EXCERPT
########

Are white protestors given the benefit of the doubt?

The armed occupation of a federal wildlife center by an anti-government group in eastern Oregon has prompted furious debate over the treatment, by journalists and by law enforcement, of white versus black protestors in America. So far it has not attracted many supporters to the tiny town of Burns, to the relief of residents there.

Federal authorities have also kept their distance, which rankles many who recall the phalanxes of police and National Guardsmen who responded to protests against the deaths of black men at the hands of police in Ferguson, Mo., and in Baltimore—as well as the heavy police presence, and arrests for trespassing, at Black Lives Matter demonstrations. The federal government’s cautious response to the Oregon occupation is drawing some sarcasm and charges of double standards. “What do you think the response would be if a bunch of black people, filled with rage and armed to the teeth, took over a federal government installation and defied officials to kick them out?” wrote the Washington Post’s Eugene Robinson. “I’m pretty sure it wouldn’t be wait-and-see. Probably more like point-and-shoot.”

########

DATASET EXCERPT

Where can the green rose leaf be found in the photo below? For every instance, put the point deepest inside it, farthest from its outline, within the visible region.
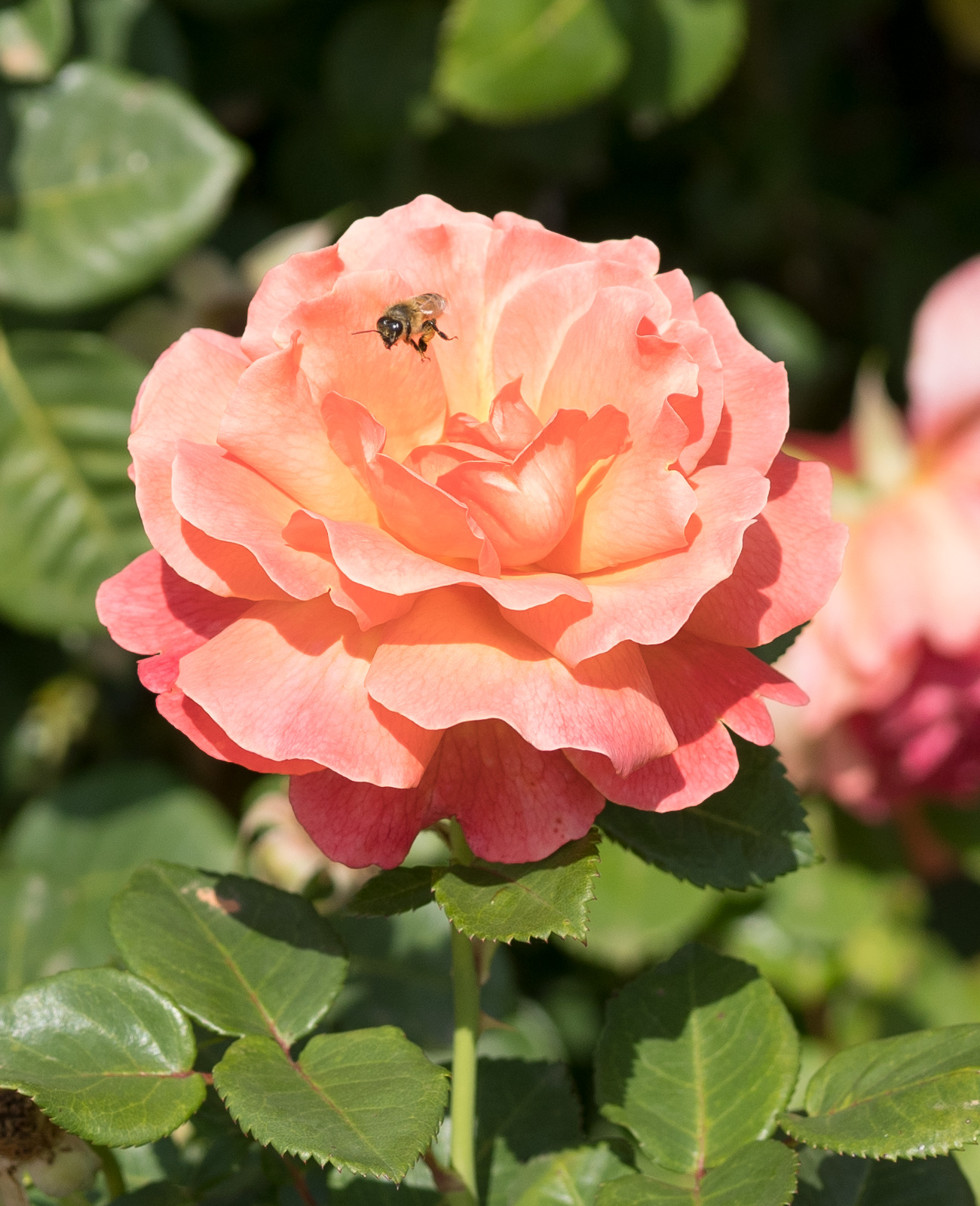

########

REQUIREMENT
Copy out the full article on the Oregon occupation and the treatment of protestors word for word, from its headline to its final sentence.

FINAL RESULT
Are white protestors given the benefit of the doubt?

The armed occupation of a federal wildlife center by an anti-government group in eastern Oregon has prompted furious debate over the treatment, by journalists and by law enforcement, of white versus black protestors in America. So far it has not attracted many supporters to the tiny town of Burns, to the relief of residents there.

Federal authorities have also kept their distance, which rankles many who recall the phalanxes of police and National Guardsmen who responded to protests against the deaths of black men at the hands of police in Ferguson, Mo., and in Baltimore—as well as the heavy police presence, and arrests for trespassing, at Black Lives Matter demonstrations. The federal government’s cautious response to the Oregon occupation is drawing some sarcasm and charges of double standards. “What do you think the response would be if a bunch of black people, filled with rage and armed to the teeth, took over a federal government installation and defied officials to kick them out?” wrote the Washington Post’s Eugene Robinson. “I’m pretty sure it wouldn’t be wait-and-see. Probably more like point-and-shoot.”